● **ИСХОДНЫЙ ОТРЫВОК**
◆ ◆ ◆ ◆ ◆ ◆ ◆
А когда померк закат далекий,

Вспомнилась мне молодость моя.

(«Три ночи»)

Таких строк у него множество:

О, весенние зори и теплые майские росы!

О, далекая юность моя!

(«Все темней и кудрявей березовый лес зеленеет…»)

Но грусть — не ужас, это победа над ужасом. В элегии — преодоление трагедии. Прощальные проводы каждой отошедшей минуты так поэтичны у Бунина, обвеяны такой красотой, что, кажется, ничего нет отраднее, как чувствовать свое умирание.

Даже эстетически мила ему смерть:

В сыром песке на солнце сохнут кости…

И блеск костей лишь радует глаза.

(«С корабля»)

И вот гробница: в ней похоронен поэт. Разве она не прекрасна? Разве синее небо не кажется синее и радостнее над беломраморным саркофагом поэта?

Пройдет моя весна, и этот день пройдет,

Но весело бродить и знать, что нее проходит.

(«Лесная дорога»)

У раннего Бунина, чуть заговорит он о смерти, всегда есть утешительное «но». Почти каждое его стихотворение, когда он размышляет о неизбежном конце, в своих последних строках завершается таким утешением: «Сгорим и мы, но долго не умрет жизнь, что горела в нас когда-то».

Первый утренник — предвестник зимних дней,

Но сияет небо ярче с высоты.
◆ ◆ ◆ ◆ ◆ ◆ ◆
● **Строки разметки границ**
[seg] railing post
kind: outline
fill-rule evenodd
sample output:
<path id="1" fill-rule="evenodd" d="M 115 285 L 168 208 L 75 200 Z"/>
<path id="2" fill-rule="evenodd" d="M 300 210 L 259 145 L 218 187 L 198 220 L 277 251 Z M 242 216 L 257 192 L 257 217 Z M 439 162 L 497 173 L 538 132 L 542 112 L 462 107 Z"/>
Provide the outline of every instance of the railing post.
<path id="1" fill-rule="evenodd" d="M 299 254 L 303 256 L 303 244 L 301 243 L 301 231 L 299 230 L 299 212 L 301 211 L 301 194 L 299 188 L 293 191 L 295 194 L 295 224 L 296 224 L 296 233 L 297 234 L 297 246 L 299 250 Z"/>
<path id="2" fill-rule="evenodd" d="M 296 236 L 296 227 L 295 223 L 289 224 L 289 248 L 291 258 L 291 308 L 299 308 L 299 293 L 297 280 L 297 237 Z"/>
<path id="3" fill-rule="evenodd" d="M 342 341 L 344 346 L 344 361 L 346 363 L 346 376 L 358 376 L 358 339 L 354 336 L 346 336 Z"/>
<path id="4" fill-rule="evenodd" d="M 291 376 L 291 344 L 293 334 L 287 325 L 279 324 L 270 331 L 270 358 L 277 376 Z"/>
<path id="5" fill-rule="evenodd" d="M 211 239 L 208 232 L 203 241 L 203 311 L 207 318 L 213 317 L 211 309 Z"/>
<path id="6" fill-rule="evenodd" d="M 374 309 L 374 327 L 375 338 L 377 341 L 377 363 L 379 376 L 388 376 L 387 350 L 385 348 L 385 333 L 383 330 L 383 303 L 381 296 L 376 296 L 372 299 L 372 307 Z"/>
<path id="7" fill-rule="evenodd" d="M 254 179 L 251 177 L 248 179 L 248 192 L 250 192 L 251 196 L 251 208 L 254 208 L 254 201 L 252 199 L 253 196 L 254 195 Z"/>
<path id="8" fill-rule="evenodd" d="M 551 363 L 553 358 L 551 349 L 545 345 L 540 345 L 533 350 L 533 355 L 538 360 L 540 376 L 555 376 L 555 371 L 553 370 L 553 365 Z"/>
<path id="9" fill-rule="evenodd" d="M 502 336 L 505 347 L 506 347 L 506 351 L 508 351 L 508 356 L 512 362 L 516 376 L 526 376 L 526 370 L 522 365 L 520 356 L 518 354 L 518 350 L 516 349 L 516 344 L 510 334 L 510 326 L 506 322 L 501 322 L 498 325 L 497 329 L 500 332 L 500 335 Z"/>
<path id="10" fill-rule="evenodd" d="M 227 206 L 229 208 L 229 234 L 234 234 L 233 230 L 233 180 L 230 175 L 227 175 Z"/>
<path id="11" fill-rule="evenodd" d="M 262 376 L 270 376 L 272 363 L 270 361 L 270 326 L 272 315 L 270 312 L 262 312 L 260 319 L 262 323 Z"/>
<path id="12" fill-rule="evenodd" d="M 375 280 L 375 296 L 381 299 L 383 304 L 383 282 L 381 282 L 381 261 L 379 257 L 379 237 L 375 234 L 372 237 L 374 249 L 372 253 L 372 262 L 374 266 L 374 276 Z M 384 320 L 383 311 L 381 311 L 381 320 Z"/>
◆ ◆ ◆ ◆ ◆ ◆ ◆
● **ЗАДАНИЯ К РАБОТЕ**
(1) Пожалуйста, перескажите короче абзац отрывка о Бунине, который начинается словами «У раннего Бунина, чуть заговорит он о смерти», и сохраните его главные мысли.
(2) Продолжите отрывок о Бунине после его последней строки.

● **СПИСОК ОТВЕТОВ**
(1) Ранний Бунин, говоря о смерти, всегда добавляет утешительное «но». Почти каждое его стихотворение о неизбежном конце заканчивается утешением: «Сгорим и мы, но долго не умрет жизнь, что горела в нас когда-то».

(2)
Сердце стало и трезвей и холодней,

Но, как пламя, рдеют поздние цветы.

(«Первый утренник, серебряный мороз!..»)

И это не афоризмы, не эффектные фразы, это подлинный опыт души.

Покоряясь смене, одиноко

Мы уходим… скоро догорит

Наш закат… Но день уж недалеко, —

Он других улыбкой озарит,—

(«Облака как призраки развалин…»)

кажется, со времен Пушкина не было в русской поэзии такого гармонически ясного чувства!

III

Слава Бунина росла очень медленно. Лет пятнадцать, а пожалуй, и двадцать Бунин оставался в тени, уединенный поэт с негромким голосом и слишком уж узкой лирической темой. Знатоки чтили и хвалили его, восхищались его мастерством, но никогда он не был центральной фигурой нашей литературно-общественной жизни.

Но вот два или три года назад возник новый, неожиданный Бунин, нисколько не похожий на прежнего.

Это было воистину чудо. Человек двадцать лет проработал у нас нa глазах, мы думали, что знаем его, мы привыкли к его голосу — и вдруг все иное, все новое! Подобного почти никогда не бывало в летописях русской поэзии. Писатели росли, совершенствовались, но переродиться на пятом десятке, после двадцатилетней работы, переменить свою тему, свой жанр, свой стиль — такой метаморфозы не знал ни один из писателей, принадлежавший к поколению Бунина.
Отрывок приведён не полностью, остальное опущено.